== Input rows ==
★ ★ ★
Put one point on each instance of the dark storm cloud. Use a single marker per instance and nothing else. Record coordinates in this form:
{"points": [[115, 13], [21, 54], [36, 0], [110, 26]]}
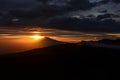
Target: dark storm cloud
{"points": [[102, 23]]}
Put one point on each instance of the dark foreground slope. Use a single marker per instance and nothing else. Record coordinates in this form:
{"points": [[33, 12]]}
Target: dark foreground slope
{"points": [[63, 62]]}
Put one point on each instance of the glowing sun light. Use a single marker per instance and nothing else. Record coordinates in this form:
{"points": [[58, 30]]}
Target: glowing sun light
{"points": [[36, 37]]}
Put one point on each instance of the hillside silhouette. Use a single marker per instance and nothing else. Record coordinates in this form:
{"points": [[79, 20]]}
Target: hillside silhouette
{"points": [[68, 61]]}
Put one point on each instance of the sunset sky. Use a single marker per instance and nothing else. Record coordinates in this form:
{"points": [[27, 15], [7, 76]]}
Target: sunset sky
{"points": [[63, 20]]}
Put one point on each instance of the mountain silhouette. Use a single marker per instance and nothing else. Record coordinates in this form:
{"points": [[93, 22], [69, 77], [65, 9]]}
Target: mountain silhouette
{"points": [[46, 41], [64, 62]]}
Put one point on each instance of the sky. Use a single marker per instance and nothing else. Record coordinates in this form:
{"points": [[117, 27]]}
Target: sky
{"points": [[65, 20]]}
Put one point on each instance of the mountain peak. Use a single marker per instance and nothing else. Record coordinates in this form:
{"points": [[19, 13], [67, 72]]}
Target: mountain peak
{"points": [[49, 41]]}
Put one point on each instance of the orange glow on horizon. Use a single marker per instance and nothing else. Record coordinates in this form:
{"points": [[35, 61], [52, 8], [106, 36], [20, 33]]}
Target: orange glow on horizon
{"points": [[36, 37]]}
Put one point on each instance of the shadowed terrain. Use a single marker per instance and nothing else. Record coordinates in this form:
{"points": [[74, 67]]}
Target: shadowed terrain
{"points": [[64, 62]]}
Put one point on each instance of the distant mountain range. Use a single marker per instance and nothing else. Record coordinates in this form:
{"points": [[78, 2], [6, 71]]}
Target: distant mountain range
{"points": [[24, 46], [68, 61], [45, 42]]}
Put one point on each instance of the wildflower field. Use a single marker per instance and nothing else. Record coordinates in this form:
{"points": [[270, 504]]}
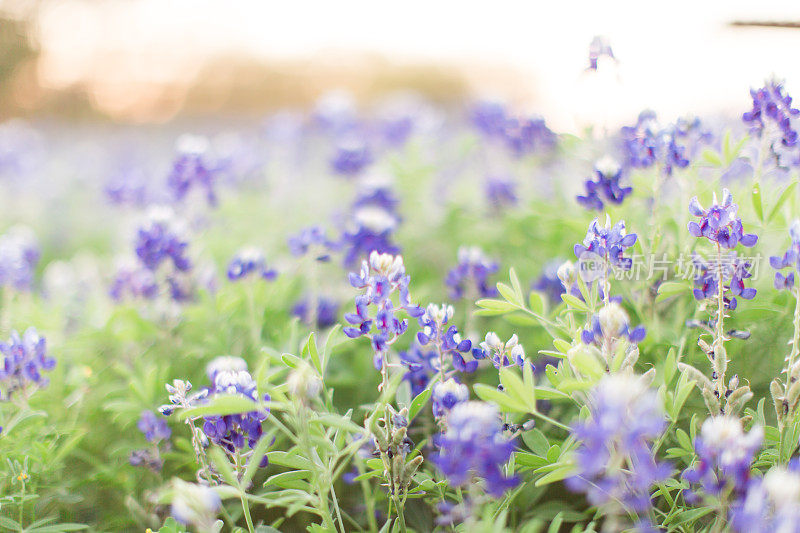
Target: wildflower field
{"points": [[402, 317]]}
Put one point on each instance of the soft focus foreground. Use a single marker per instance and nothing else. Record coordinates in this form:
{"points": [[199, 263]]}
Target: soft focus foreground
{"points": [[402, 317]]}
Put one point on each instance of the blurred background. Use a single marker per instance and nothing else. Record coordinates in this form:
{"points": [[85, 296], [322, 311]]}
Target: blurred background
{"points": [[151, 61]]}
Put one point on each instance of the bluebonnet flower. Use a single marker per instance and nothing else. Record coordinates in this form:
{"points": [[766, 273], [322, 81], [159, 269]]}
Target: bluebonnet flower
{"points": [[24, 360], [598, 48], [325, 315], [609, 325], [447, 395], [724, 455], [773, 104], [421, 365], [614, 445], [501, 354], [470, 277], [153, 428], [312, 238], [249, 261], [525, 136], [127, 186], [162, 239], [489, 117], [500, 191], [191, 169], [604, 186], [771, 504], [720, 222], [606, 244], [381, 277], [549, 282], [733, 270], [374, 220], [235, 431], [445, 340], [352, 157], [19, 255], [647, 143], [790, 259], [473, 446], [225, 363]]}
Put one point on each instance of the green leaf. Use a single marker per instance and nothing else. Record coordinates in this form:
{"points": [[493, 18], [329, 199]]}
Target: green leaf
{"points": [[785, 195], [418, 403], [504, 401], [536, 302], [311, 349], [492, 307], [509, 294], [536, 441], [712, 157], [669, 289], [221, 405]]}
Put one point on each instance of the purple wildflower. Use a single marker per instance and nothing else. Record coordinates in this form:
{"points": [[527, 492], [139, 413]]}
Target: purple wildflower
★ ★ ★
== Task requirements ==
Each entry should be repeated exactly as it appears; the pictures stay out.

== Exercise result ==
Put one point on each instance of the dark storm cloud. Use a single marker per instance and nothing else. Record coordinates in this form:
{"points": [[115, 13], [21, 54], [36, 0], [110, 26]]}
Target: dark storm cloud
{"points": [[102, 23]]}
Put one point on each instance of the dark foreground slope. Use a single marker per instance and nothing else. Record coordinates in this form:
{"points": [[33, 12]]}
Target: dark foreground slope
{"points": [[63, 62]]}
Put one point on each instance of the glowing sun light. Use a single marker per instance and nothing else. Record coordinates in this form:
{"points": [[58, 30]]}
Target: glowing sun light
{"points": [[36, 37]]}
Put one point on each instance of the hillside silhouette. Use a single marker per instance and nothing else. Record coordinates in this form:
{"points": [[79, 20]]}
Target: hillside silhouette
{"points": [[68, 61]]}
Put one point on each instance of the sunset sky. Use a single marker per instance and nothing else. Record coordinates in this form:
{"points": [[27, 15], [7, 76]]}
Target: sunset sky
{"points": [[63, 20]]}
Put one point on each instance of the mountain silhouette. Use a single marker per instance and nothing else. Record coordinates in this form:
{"points": [[93, 22], [69, 77], [65, 9]]}
Target: mountain silhouette
{"points": [[46, 41], [64, 62]]}
Put one point on each instance of the sky. Use a single marker per instance and nothing else. Record coordinates in this form:
{"points": [[117, 27]]}
Target: sky
{"points": [[65, 20]]}
Put one point on each instance of the mountain peak. Use a single marker per instance and nothing else. Record coordinates in this form:
{"points": [[19, 13], [67, 72]]}
Target: mountain peak
{"points": [[49, 41]]}
Put one point on each instance of the orange glow on horizon. Use a single marker per instance and nothing else. Record coordinates in this form:
{"points": [[35, 61], [52, 8], [106, 36], [20, 33]]}
Target: orange glow on horizon
{"points": [[36, 37]]}
Put one point on each instance of the shadowed terrain. Use a single marker per instance and nothing else. Record coordinates in this form:
{"points": [[74, 67]]}
Target: shadowed terrain
{"points": [[64, 62]]}
Put one point on each instance of the distant mountain range. Use a single marker per instance and nothing else. Record coordinates in this form:
{"points": [[78, 2], [6, 71]]}
Target: distant mountain range
{"points": [[24, 46], [68, 61], [45, 42]]}
Put one point on each instance of the wildflower field. Use a single marker per instance and nothing else. Record coordinates in this form:
{"points": [[270, 504]]}
Target: wildflower field
{"points": [[402, 317]]}
Put one point on each instance of the soft focus foreground. Use a single marker per instance and nothing else. Record coordinates in this form:
{"points": [[199, 263]]}
Target: soft focus foreground
{"points": [[402, 317]]}
Put one point on each instance of the blurred background. Use a single marker per instance and nothing else. Record coordinates in this form:
{"points": [[85, 296], [322, 311]]}
Target: blurred background
{"points": [[151, 61]]}
Put one point on each instance of the bluebonnet flower. Use a single marker per instance and nothing else. Record coordinates in this form:
{"points": [[766, 273], [322, 81], [159, 269]]}
Target: bluebonnet flower
{"points": [[24, 360], [598, 48], [325, 315], [609, 325], [447, 395], [724, 455], [773, 104], [421, 365], [614, 445], [501, 354], [470, 277], [153, 428], [312, 238], [249, 261], [525, 136], [127, 186], [162, 239], [489, 117], [500, 191], [191, 169], [604, 186], [771, 504], [720, 222], [606, 244], [381, 277], [549, 282], [733, 270], [374, 220], [235, 431], [445, 340], [352, 157], [19, 255], [647, 143], [790, 259], [473, 446], [225, 363]]}
Put one point on each instance of the green leaf. Use a single marker per instance and nothing else. Record coordinates in this form:
{"points": [[493, 18], [329, 199]]}
Target: green leaf
{"points": [[785, 195], [418, 403], [504, 401], [536, 302], [311, 349], [492, 307], [509, 294], [536, 441], [712, 157], [669, 289], [221, 405]]}
Put one point on each instance of the purple wildflower. Use a single marker per instance and nothing else. Record coordinates in this form:
{"points": [[527, 492], [139, 413]]}
Target: purple wildflower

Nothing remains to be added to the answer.